----- GIVEN RECORDS

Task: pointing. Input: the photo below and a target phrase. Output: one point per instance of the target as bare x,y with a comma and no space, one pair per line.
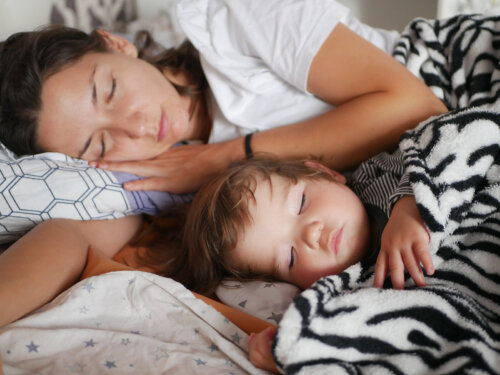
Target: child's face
302,232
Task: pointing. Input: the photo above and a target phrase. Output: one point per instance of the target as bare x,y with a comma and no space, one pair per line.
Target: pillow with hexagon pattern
51,185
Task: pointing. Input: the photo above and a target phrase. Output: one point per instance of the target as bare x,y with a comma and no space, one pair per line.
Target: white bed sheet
126,322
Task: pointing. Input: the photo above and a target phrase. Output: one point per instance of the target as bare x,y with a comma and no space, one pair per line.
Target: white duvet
126,322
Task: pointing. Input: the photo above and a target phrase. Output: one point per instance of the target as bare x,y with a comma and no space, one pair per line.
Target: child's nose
311,234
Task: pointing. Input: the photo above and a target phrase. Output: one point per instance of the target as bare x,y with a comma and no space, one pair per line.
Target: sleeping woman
294,79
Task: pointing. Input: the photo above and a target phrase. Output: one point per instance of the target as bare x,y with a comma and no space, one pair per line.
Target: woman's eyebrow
94,102
93,85
85,148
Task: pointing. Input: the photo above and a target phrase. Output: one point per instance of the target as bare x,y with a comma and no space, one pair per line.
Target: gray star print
110,364
32,347
199,362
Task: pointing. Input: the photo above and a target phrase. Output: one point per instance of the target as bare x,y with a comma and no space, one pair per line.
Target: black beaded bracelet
248,148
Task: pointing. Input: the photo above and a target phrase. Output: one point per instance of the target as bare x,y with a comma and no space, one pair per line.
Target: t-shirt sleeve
287,35
284,35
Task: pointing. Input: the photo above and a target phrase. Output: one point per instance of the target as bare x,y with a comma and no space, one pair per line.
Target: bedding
52,185
125,322
342,324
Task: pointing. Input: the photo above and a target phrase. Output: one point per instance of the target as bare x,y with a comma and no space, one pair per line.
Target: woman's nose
312,233
137,126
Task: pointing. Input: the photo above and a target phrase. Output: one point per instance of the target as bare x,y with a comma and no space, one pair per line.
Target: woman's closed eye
112,91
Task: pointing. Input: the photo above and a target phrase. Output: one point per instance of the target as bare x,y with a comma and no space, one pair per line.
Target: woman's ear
118,44
338,177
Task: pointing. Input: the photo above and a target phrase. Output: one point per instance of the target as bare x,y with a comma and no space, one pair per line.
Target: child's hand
404,244
259,349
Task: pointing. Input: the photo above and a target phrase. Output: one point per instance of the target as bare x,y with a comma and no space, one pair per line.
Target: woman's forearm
350,133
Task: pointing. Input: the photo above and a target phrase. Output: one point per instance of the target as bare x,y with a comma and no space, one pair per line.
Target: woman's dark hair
27,59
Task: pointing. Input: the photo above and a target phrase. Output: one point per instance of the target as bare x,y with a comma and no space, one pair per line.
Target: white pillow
266,300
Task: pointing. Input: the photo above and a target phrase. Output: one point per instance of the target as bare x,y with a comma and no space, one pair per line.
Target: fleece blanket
342,325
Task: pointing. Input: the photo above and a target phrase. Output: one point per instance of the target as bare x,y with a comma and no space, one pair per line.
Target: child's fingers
424,256
413,267
380,270
396,269
259,349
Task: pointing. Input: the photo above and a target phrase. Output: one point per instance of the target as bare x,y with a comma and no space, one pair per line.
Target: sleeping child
298,221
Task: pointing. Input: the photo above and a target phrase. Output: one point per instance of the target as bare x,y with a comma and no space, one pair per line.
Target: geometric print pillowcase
40,187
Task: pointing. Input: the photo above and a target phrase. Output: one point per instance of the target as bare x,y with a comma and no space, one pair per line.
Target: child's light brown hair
219,213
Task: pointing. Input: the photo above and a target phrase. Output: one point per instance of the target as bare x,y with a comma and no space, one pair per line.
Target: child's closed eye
302,202
292,258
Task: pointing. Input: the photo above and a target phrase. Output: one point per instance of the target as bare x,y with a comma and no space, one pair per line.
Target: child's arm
51,257
260,349
404,244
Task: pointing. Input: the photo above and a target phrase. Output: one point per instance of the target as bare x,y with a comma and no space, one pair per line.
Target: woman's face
112,106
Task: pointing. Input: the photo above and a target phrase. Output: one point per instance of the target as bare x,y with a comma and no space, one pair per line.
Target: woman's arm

----------

TASK ITEM: Reproduce every entry word for word, but skip any pictures.

WRITTEN ANSWER:
Task: pointing. Input: the photo below and a target phrase. Output: one point per instance of the target as bare x,y with a comma and no space, one pair per line.
Target: child's face
302,232
Task: pointing. Input: the photo above and a target phrase. Output: one point per instance of the target as bare x,y with a comma and no space, one pair per line.
Target: pillow with hexagon pattern
51,185
Task: pointing. Input: the photo above and a target phrase. Output: one point per instance of the target as bare x,y with a comma and no space, one pair per line.
Target: white bed sheet
126,322
Task: pointing. Input: the photo above and a target phrase. Output: one point per instance of the target as bare x,y with a comma and no space, one pair per line.
Target: white duvet
126,322
Task: pointing. Input: the photo above and a target phrase. Output: one point per instance of the target as bare x,y with a comma and no space, one pair per line.
Target: child's nose
311,234
Task: pointing. Input: the photo above and a target phrase. Output: one point per instance of the target as bare x,y with a comma and no space, one pair per line.
Target: sleeping woman
294,79
Task: pointing. Input: the photo above and a target phrase. Output: one point per instance of the target as bare x,y with a comma and no space, one pair per line.
Target: woman's eyebrow
94,102
93,85
85,148
Task: pointing. Input: the photo above and a target phrase. Output: one point per instance of the target as bare x,y with a comma and no space, one pair per line.
Target: gray star print
110,364
32,347
199,362
Task: pointing. Input: the photo above and a target phrase. Output: one point per instance of the target as bare x,y with a comma and no space, one pair per line.
Target: black beaded bracelet
248,148
Task: pointing. Input: the photo above and a target phrase. Output: one point per instance of the target as bare x,y with a comma and no space, one pair per line.
Target: t-shirt sleeve
287,35
284,35
Task: pointing. Input: the photo above and a target phrase. Output: one point per instance of the target as bare x,y with a comma and no space, one pair per line.
Target: bedding
52,185
125,322
342,324
Task: pointing. Input: the photo above and a target phrase. Output: one point per instance of the target as bare x,y with a comma and no space, one pair per line.
Target: woman's nose
312,233
137,126
Task: pointing. Input: the photo above and a target phrase. Output: one point per instance of the target as bare x,y with a comma and no space, one pair per line.
Target: woman's closed eye
112,91
Task: pointing. Input: the photo above and a target phrase. Output: one point per instance of the target as bare x,y with a comma and no space, one pair per line.
Target: woman's ear
118,44
338,177
Task: pointing. Input: the photo above and a target phrase. Output: one point per instance of the target as bare x,y with a comma and no space, one pair per line.
Target: child's hand
404,244
259,349
Task: pointing. Input: the photo above and a target phrase. Output: one point per instance of the target as bare x,y with a comma and no space, one pair per line.
Target: woman's forearm
350,133
Task: pointing. Input: the photo above and a target phrase. Output: one point per instance of the target as bare x,y with a comma and no space, one pair per line.
Target: woman's dark hair
27,59
Task: pointing. Input: the photo above and a target phrase. Output: one point per instance of the target as bare x,y with a comma and no space, one pair per line.
Target: white pillow
266,300
Task: pointing. Input: the photo above and a target phrase. Output: one point per instance of the target as bare x,y with a comma and no space, one pair per line.
Target: fleece blanket
342,325
Task: pointing. Input: the photo above and a target phrase. Output: one point per instance of the target as bare x,y with a comma and no space, one pair per line.
Target: child's fingers
424,256
413,267
380,270
396,269
259,349
Task: pointing. Input: the photo above and a target phrase. Output: one point per instance of the target as bare x,y with a comma and no space, one pair per line.
Target: sleeping child
298,221
Task: pointing. Input: the photo above and a target phrase. Output: one point per instance of the target as bare x,y with a comma and no space, one pair per line.
Target: geometric print pillowcase
40,187
Task: pointing. Input: the photo above and a target phrase. Output: one point per instance of the target as bare x,y with a comma and no space, one pair per line.
Target: child's light brown hair
219,213
Task: pointing. Input: the photo above and a target phrase. Output: one point per instance of the target as bare x,y with a comma and no space, one pair per line.
Target: child's closed eye
302,202
292,258
Task: pointing. Input: the photo above and a target phrase. Output: one point per instance of the target as bare x,y with a comma and no space, one pair per line.
Target: child's arm
51,257
260,349
404,244
Task: pointing. Input: the photo above and a target phrase. Output: one point per instance of the target as bare x,y with a comma and no space, one pair per line.
Target: woman's face
112,106
Task: pointing. Input: the photo above and a target phrase. Output: one point per instance of the target as bare x,y with a comma and no space, one pair per line.
Target: woman's arm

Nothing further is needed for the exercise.